* 任务要求: 数一数下面的数据行，有几行含有“backpack”这个词？只回答数字。

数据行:
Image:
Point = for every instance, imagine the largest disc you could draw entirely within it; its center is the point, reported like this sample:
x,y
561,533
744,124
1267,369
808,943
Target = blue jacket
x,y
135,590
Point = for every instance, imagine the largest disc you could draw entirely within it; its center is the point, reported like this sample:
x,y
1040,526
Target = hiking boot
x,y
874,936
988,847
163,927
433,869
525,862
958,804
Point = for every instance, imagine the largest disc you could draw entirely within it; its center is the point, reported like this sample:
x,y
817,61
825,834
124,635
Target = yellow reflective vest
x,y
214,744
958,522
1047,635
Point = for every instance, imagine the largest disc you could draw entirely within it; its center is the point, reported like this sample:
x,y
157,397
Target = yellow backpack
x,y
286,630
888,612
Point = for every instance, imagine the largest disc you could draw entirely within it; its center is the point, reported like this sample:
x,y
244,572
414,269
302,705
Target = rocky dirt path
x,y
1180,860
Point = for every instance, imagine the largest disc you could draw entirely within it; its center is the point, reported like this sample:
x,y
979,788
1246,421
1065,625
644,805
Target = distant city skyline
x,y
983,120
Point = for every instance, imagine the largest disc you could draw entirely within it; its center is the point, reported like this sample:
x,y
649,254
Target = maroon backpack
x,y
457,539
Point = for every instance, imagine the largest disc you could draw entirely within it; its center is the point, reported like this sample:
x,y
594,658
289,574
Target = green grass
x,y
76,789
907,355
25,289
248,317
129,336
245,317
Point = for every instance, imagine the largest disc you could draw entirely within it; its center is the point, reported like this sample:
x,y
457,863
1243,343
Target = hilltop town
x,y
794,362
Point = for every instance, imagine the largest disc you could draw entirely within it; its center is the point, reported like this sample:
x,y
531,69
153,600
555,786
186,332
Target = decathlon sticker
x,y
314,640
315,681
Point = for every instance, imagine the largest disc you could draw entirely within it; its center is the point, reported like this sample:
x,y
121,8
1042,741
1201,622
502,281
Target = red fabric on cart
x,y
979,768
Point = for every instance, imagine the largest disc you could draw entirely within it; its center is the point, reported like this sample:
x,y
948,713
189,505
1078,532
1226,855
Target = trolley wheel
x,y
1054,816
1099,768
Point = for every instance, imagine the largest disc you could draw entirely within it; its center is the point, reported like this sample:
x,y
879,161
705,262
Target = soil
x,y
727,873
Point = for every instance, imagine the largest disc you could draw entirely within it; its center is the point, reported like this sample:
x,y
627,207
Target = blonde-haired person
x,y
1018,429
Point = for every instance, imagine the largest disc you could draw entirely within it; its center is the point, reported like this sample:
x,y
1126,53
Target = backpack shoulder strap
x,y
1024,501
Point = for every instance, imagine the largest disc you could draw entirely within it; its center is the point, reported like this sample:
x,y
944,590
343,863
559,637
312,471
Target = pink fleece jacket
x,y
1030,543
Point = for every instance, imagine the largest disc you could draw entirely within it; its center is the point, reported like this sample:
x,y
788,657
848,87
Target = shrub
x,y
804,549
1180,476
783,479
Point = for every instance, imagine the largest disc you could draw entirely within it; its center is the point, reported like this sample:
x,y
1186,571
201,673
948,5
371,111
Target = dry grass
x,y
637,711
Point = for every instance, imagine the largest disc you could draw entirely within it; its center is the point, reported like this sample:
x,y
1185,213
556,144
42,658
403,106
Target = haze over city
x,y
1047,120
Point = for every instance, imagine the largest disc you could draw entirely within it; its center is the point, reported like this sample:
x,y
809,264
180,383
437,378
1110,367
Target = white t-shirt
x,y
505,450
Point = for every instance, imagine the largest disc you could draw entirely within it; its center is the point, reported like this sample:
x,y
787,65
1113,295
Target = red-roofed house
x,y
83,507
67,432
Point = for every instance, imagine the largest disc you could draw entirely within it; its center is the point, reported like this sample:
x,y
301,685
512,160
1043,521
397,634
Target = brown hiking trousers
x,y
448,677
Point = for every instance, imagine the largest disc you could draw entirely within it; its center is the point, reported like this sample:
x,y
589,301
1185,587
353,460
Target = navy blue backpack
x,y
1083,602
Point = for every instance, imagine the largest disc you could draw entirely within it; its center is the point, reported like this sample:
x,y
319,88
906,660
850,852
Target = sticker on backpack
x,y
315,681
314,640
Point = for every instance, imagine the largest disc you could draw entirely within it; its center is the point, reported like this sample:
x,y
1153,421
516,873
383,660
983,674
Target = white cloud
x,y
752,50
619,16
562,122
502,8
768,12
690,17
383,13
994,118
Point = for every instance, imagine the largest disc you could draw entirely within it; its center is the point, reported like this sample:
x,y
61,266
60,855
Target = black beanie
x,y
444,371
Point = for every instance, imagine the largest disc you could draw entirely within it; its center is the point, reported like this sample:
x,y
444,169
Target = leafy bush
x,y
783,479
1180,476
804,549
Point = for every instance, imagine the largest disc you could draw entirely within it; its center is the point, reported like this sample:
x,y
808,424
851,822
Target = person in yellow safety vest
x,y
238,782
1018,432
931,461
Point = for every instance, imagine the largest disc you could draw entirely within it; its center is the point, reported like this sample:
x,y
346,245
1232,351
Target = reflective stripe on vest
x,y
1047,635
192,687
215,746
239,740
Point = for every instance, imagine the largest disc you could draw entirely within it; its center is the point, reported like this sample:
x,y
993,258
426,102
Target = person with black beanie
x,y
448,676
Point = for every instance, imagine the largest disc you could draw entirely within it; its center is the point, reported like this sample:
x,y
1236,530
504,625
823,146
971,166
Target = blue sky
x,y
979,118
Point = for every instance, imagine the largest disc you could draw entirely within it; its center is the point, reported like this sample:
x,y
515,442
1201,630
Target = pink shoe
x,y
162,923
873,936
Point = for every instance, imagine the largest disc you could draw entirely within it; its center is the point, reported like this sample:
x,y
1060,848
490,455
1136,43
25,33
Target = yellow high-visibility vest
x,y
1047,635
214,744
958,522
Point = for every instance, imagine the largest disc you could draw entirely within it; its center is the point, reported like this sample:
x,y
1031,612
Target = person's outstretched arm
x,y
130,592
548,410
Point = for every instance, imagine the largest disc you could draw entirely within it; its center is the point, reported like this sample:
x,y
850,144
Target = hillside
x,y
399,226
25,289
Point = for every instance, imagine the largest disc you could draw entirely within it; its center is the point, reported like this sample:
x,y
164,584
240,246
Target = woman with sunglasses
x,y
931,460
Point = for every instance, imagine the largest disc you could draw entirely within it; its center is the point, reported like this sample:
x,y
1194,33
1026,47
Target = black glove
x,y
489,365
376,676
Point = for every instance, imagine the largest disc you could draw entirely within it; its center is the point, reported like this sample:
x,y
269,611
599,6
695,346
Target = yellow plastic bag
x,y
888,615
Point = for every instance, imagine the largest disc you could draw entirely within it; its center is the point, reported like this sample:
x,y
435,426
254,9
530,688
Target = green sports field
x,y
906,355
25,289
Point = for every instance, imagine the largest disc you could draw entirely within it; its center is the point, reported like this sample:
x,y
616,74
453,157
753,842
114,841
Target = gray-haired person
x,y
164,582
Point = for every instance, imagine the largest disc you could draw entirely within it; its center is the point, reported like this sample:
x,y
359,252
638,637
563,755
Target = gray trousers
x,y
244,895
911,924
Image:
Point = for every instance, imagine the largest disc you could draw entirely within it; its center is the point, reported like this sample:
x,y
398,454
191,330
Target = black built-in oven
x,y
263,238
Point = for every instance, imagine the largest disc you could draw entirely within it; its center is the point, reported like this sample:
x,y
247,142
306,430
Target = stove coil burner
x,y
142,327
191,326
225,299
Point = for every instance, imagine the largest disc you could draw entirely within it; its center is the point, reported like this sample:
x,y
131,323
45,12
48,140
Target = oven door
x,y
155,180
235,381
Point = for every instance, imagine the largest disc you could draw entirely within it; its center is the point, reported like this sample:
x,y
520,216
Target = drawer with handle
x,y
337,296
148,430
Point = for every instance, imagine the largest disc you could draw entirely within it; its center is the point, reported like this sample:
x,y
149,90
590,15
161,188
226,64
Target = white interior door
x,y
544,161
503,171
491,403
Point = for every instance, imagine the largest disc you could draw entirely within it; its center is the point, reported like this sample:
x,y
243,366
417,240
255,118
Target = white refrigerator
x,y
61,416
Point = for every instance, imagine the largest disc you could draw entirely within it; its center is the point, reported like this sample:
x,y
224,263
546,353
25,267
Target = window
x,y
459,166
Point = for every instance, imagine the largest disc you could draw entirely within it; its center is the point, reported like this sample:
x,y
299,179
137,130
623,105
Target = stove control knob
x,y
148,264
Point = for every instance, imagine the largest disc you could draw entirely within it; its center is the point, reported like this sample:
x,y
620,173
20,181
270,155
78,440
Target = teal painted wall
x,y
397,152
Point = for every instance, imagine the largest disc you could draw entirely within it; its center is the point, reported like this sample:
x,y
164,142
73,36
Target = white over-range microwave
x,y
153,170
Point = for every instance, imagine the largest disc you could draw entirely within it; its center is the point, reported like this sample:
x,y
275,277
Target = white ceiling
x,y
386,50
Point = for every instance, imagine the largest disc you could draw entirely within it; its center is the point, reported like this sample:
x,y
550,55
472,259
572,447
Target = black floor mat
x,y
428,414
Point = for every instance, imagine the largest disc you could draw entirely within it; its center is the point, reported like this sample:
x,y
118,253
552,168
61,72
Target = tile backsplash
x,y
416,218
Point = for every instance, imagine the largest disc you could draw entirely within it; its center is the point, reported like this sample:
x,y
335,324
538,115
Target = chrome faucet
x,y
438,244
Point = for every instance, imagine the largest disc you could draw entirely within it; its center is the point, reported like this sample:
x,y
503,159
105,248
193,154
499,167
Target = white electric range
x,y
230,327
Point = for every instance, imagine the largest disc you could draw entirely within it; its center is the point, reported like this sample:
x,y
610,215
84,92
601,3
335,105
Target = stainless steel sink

* 解答: 5